→ **Task details**:
Exactly and only the lines from the line holding "If you could pick out the grass" to the end of the records should be reproduced. Leave pictures out.

→ **Pointing dataset excerpts**:

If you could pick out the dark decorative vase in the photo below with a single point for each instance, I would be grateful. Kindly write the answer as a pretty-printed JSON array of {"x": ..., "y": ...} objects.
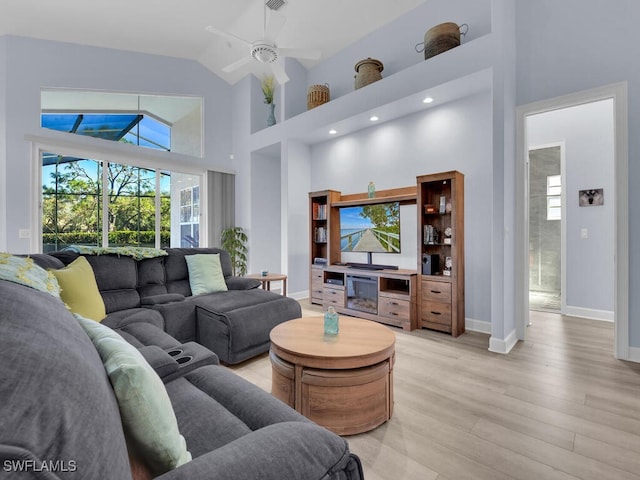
[{"x": 271, "y": 120}]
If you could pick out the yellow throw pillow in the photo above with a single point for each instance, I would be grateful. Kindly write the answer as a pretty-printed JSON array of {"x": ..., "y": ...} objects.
[{"x": 79, "y": 289}]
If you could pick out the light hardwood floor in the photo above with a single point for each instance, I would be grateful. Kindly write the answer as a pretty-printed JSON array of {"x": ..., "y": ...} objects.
[{"x": 559, "y": 406}]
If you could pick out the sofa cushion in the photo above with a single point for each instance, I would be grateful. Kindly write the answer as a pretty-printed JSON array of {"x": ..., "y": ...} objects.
[
  {"x": 57, "y": 402},
  {"x": 79, "y": 289},
  {"x": 26, "y": 271},
  {"x": 205, "y": 273},
  {"x": 151, "y": 277},
  {"x": 117, "y": 279},
  {"x": 236, "y": 324},
  {"x": 145, "y": 408}
]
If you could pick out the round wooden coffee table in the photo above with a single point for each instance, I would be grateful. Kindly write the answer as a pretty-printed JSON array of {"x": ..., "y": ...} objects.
[{"x": 343, "y": 382}]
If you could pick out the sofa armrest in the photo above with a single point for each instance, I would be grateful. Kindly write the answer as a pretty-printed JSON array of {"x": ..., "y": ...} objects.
[
  {"x": 162, "y": 299},
  {"x": 241, "y": 283},
  {"x": 163, "y": 363},
  {"x": 291, "y": 450}
]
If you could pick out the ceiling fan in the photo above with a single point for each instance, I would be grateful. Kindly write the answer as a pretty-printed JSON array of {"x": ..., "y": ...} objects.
[{"x": 265, "y": 50}]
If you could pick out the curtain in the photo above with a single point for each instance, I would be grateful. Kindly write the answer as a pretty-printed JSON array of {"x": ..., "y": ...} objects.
[{"x": 220, "y": 204}]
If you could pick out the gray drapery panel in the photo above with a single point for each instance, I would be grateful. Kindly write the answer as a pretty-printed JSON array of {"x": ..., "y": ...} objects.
[{"x": 221, "y": 204}]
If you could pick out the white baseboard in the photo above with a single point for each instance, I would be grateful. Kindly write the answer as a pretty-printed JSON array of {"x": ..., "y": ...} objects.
[
  {"x": 590, "y": 313},
  {"x": 634, "y": 354},
  {"x": 498, "y": 345},
  {"x": 299, "y": 295},
  {"x": 477, "y": 326}
]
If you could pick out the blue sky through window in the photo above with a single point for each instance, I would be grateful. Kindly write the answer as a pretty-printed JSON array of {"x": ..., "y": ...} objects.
[{"x": 142, "y": 130}]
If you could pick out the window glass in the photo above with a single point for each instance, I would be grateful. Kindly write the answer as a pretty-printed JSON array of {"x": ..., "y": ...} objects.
[{"x": 163, "y": 122}]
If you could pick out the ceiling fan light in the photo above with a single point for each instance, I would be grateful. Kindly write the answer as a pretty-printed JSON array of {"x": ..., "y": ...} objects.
[
  {"x": 264, "y": 53},
  {"x": 274, "y": 4}
]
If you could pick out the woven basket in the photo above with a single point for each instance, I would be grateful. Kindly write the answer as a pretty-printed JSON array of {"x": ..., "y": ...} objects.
[
  {"x": 368, "y": 71},
  {"x": 441, "y": 38},
  {"x": 317, "y": 95}
]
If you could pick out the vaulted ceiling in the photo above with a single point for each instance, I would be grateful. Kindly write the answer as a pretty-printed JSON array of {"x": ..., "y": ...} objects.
[{"x": 177, "y": 28}]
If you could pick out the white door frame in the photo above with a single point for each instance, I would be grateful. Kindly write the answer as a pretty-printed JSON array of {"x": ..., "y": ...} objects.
[
  {"x": 617, "y": 92},
  {"x": 563, "y": 219}
]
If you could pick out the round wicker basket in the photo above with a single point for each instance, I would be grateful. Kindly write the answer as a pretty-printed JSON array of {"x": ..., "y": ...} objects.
[
  {"x": 441, "y": 38},
  {"x": 368, "y": 71},
  {"x": 317, "y": 95}
]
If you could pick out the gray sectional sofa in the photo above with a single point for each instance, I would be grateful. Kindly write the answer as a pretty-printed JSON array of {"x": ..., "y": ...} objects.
[
  {"x": 235, "y": 324},
  {"x": 60, "y": 419}
]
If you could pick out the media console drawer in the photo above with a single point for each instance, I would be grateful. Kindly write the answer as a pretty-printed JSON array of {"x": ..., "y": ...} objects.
[
  {"x": 394, "y": 308},
  {"x": 436, "y": 312},
  {"x": 436, "y": 291},
  {"x": 333, "y": 295}
]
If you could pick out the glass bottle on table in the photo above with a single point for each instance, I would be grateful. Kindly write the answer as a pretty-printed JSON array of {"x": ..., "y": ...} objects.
[{"x": 331, "y": 322}]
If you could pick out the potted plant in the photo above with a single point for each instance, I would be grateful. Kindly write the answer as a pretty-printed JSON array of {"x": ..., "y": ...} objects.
[
  {"x": 234, "y": 241},
  {"x": 268, "y": 85}
]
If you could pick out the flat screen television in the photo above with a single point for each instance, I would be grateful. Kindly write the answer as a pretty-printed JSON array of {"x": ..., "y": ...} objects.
[{"x": 370, "y": 228}]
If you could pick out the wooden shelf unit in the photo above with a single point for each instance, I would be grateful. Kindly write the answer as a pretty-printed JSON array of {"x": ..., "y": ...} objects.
[
  {"x": 323, "y": 221},
  {"x": 441, "y": 292}
]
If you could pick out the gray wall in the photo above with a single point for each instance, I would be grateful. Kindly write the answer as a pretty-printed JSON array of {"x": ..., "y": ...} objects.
[{"x": 264, "y": 242}]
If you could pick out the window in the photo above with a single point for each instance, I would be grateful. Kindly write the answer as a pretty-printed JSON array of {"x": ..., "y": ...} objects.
[
  {"x": 162, "y": 122},
  {"x": 554, "y": 197},
  {"x": 190, "y": 217},
  {"x": 95, "y": 202},
  {"x": 74, "y": 204}
]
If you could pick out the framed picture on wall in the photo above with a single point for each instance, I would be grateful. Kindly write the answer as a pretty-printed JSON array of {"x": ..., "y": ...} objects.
[{"x": 591, "y": 198}]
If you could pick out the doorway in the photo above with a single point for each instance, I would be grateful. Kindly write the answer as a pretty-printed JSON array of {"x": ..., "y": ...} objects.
[
  {"x": 546, "y": 228},
  {"x": 618, "y": 255}
]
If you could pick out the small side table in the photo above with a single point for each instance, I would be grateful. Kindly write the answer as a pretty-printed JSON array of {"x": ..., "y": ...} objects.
[{"x": 271, "y": 277}]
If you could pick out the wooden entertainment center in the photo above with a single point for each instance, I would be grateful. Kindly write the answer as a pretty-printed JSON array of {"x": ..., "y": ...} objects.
[{"x": 431, "y": 296}]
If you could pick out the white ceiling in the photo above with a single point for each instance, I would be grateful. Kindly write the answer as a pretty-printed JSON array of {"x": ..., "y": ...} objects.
[{"x": 177, "y": 28}]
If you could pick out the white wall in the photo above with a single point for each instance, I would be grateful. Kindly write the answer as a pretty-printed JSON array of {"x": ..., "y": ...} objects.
[
  {"x": 3, "y": 144},
  {"x": 454, "y": 136},
  {"x": 32, "y": 64},
  {"x": 573, "y": 45},
  {"x": 587, "y": 132}
]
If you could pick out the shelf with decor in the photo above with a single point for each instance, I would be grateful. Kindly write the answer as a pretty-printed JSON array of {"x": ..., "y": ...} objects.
[
  {"x": 453, "y": 74},
  {"x": 323, "y": 247},
  {"x": 440, "y": 199}
]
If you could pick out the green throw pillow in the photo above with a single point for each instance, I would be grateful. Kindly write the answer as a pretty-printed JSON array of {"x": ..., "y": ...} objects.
[
  {"x": 205, "y": 273},
  {"x": 23, "y": 270},
  {"x": 145, "y": 408},
  {"x": 79, "y": 289}
]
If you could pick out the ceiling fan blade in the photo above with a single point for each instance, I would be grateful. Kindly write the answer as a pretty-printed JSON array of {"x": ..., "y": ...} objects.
[
  {"x": 236, "y": 65},
  {"x": 227, "y": 35},
  {"x": 309, "y": 53},
  {"x": 276, "y": 22},
  {"x": 279, "y": 73}
]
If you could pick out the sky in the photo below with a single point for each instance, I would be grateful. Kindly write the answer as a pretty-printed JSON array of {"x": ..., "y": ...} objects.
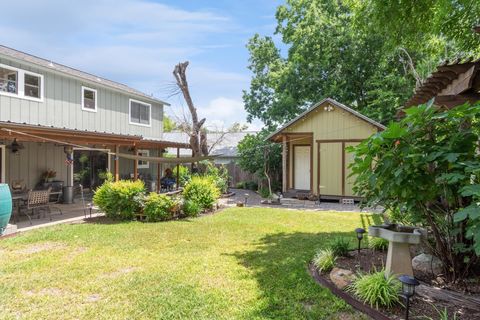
[{"x": 138, "y": 43}]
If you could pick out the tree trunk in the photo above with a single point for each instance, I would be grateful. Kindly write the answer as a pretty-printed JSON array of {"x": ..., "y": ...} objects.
[{"x": 194, "y": 131}]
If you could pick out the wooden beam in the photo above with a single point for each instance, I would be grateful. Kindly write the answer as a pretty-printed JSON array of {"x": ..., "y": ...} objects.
[
  {"x": 159, "y": 172},
  {"x": 178, "y": 168},
  {"x": 116, "y": 164},
  {"x": 135, "y": 165}
]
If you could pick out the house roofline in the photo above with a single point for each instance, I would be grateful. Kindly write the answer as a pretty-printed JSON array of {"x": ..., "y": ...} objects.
[
  {"x": 84, "y": 76},
  {"x": 318, "y": 104}
]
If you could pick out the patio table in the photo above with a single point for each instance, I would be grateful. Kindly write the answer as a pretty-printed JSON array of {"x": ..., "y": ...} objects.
[{"x": 17, "y": 199}]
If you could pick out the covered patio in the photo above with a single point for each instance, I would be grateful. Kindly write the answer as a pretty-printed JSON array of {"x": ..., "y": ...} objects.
[{"x": 41, "y": 158}]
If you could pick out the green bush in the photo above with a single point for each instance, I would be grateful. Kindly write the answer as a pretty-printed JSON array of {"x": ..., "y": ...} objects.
[
  {"x": 251, "y": 185},
  {"x": 121, "y": 199},
  {"x": 159, "y": 207},
  {"x": 264, "y": 193},
  {"x": 377, "y": 243},
  {"x": 203, "y": 191},
  {"x": 324, "y": 260},
  {"x": 340, "y": 246},
  {"x": 191, "y": 208},
  {"x": 376, "y": 289},
  {"x": 240, "y": 185}
]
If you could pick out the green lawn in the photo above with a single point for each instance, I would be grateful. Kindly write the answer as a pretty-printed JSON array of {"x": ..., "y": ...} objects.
[{"x": 241, "y": 263}]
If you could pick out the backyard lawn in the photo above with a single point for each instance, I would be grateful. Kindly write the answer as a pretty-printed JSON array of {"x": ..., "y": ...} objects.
[{"x": 240, "y": 263}]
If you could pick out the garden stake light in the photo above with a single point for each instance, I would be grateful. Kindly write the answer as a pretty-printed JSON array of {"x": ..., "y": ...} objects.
[
  {"x": 360, "y": 232},
  {"x": 408, "y": 290}
]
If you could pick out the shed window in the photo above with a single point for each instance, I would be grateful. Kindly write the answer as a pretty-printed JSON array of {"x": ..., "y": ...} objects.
[
  {"x": 142, "y": 164},
  {"x": 140, "y": 113},
  {"x": 89, "y": 99},
  {"x": 32, "y": 85},
  {"x": 8, "y": 80}
]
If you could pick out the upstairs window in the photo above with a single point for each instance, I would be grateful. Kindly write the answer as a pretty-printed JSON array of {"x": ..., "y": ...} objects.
[
  {"x": 140, "y": 113},
  {"x": 89, "y": 99},
  {"x": 21, "y": 83},
  {"x": 8, "y": 80},
  {"x": 32, "y": 86}
]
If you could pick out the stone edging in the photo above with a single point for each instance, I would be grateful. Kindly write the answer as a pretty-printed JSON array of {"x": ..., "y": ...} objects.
[{"x": 373, "y": 313}]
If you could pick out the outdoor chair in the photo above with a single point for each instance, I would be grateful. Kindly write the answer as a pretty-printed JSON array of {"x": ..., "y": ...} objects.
[{"x": 38, "y": 200}]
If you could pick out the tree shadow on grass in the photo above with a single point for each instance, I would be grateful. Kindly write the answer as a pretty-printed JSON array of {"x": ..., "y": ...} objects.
[{"x": 287, "y": 291}]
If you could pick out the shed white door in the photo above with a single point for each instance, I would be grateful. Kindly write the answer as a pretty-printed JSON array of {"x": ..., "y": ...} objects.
[{"x": 302, "y": 167}]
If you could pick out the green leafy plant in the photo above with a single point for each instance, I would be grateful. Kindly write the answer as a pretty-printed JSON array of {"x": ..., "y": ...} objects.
[
  {"x": 325, "y": 260},
  {"x": 377, "y": 243},
  {"x": 191, "y": 208},
  {"x": 376, "y": 289},
  {"x": 159, "y": 207},
  {"x": 425, "y": 170},
  {"x": 121, "y": 199},
  {"x": 203, "y": 191},
  {"x": 340, "y": 246}
]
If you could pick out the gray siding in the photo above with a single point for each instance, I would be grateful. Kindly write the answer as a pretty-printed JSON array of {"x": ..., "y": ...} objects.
[
  {"x": 29, "y": 164},
  {"x": 62, "y": 108}
]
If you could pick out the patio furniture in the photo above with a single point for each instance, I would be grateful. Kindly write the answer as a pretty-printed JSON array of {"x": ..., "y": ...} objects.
[{"x": 38, "y": 200}]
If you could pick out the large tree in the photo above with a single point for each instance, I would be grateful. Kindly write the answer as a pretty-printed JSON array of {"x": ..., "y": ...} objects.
[{"x": 367, "y": 54}]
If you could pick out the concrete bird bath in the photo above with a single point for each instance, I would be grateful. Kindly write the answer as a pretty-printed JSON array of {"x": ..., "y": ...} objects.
[{"x": 400, "y": 238}]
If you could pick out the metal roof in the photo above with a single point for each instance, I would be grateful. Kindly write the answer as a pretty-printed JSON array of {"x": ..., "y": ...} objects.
[
  {"x": 56, "y": 67},
  {"x": 315, "y": 106}
]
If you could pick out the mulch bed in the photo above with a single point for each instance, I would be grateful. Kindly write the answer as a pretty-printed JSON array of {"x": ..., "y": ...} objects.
[{"x": 458, "y": 299}]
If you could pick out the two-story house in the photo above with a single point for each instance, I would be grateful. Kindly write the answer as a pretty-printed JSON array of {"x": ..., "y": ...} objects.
[{"x": 54, "y": 118}]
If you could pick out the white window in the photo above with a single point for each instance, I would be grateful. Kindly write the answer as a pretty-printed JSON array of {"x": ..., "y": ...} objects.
[
  {"x": 21, "y": 83},
  {"x": 89, "y": 99},
  {"x": 8, "y": 80},
  {"x": 142, "y": 164},
  {"x": 140, "y": 113},
  {"x": 33, "y": 85}
]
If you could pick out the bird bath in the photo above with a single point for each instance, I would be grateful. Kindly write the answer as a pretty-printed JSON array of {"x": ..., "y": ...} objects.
[{"x": 400, "y": 238}]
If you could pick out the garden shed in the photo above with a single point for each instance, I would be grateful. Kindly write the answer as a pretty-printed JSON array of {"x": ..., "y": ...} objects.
[{"x": 314, "y": 159}]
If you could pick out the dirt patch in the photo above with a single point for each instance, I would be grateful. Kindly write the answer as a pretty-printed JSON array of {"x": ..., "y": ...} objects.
[
  {"x": 39, "y": 247},
  {"x": 53, "y": 292},
  {"x": 93, "y": 298},
  {"x": 121, "y": 272}
]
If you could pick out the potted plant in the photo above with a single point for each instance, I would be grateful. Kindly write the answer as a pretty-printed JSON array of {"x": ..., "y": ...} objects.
[{"x": 49, "y": 175}]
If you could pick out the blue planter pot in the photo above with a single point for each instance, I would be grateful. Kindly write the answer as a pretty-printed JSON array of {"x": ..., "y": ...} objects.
[{"x": 5, "y": 206}]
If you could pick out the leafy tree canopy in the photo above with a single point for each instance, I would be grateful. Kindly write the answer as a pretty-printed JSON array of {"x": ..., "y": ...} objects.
[{"x": 367, "y": 54}]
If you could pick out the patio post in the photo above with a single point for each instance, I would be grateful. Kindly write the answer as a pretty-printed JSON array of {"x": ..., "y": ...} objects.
[
  {"x": 115, "y": 163},
  {"x": 284, "y": 164},
  {"x": 178, "y": 167},
  {"x": 135, "y": 164},
  {"x": 159, "y": 170}
]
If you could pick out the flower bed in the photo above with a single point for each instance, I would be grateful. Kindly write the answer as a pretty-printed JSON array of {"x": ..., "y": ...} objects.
[{"x": 430, "y": 300}]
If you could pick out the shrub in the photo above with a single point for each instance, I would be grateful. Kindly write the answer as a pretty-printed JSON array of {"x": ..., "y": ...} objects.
[
  {"x": 251, "y": 185},
  {"x": 240, "y": 185},
  {"x": 191, "y": 208},
  {"x": 376, "y": 289},
  {"x": 121, "y": 199},
  {"x": 264, "y": 192},
  {"x": 203, "y": 191},
  {"x": 159, "y": 207},
  {"x": 324, "y": 260},
  {"x": 377, "y": 243},
  {"x": 340, "y": 246}
]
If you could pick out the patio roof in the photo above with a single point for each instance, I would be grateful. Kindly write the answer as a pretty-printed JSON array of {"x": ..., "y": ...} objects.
[
  {"x": 38, "y": 133},
  {"x": 452, "y": 84}
]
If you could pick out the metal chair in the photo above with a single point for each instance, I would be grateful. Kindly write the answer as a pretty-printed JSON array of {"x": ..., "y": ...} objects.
[{"x": 38, "y": 199}]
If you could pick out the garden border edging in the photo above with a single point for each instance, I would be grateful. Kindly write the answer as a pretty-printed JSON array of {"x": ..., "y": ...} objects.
[{"x": 375, "y": 314}]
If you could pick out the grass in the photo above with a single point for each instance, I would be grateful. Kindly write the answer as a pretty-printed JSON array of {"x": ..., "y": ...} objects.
[{"x": 241, "y": 263}]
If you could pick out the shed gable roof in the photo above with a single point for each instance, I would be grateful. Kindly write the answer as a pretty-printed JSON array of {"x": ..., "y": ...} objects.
[{"x": 319, "y": 104}]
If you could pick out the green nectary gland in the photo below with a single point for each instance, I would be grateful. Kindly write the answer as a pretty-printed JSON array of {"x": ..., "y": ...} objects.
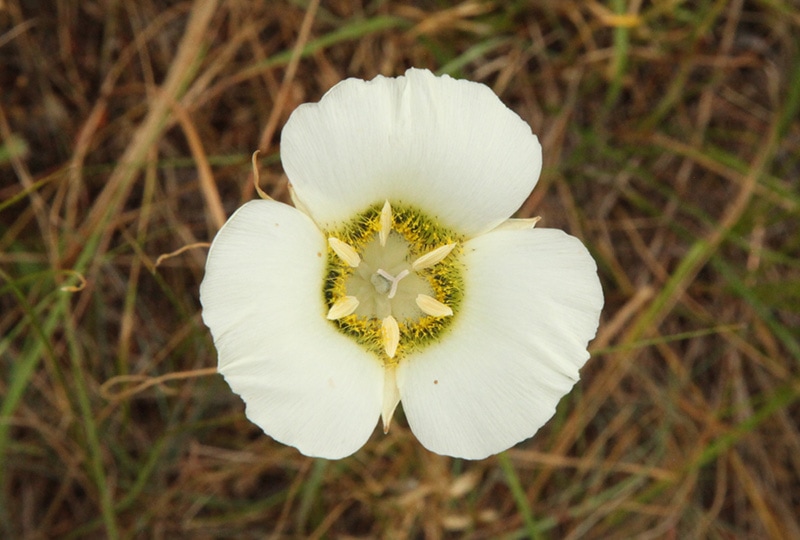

→ **Expected answer**:
If you could pick out the grass in the photo above with a single point for each instance, I would be grateful. Kindly write the answer as a pretty-printed JSON array of {"x": ..., "y": ...} objects.
[{"x": 241, "y": 263}]
If you could pick out the shed gable roof in the photo above with a single point for each instance, I would be grateful. Kindly write the answer as a pretty-printed JSON array of {"x": ..., "y": ...} objects.
[{"x": 319, "y": 104}]
If you could pick out the green nectary gland in the photo below with a single point for each instance, I would be grateful. Kindly write the answer as a pretty-printed JSON array of {"x": ..., "y": ...} objects.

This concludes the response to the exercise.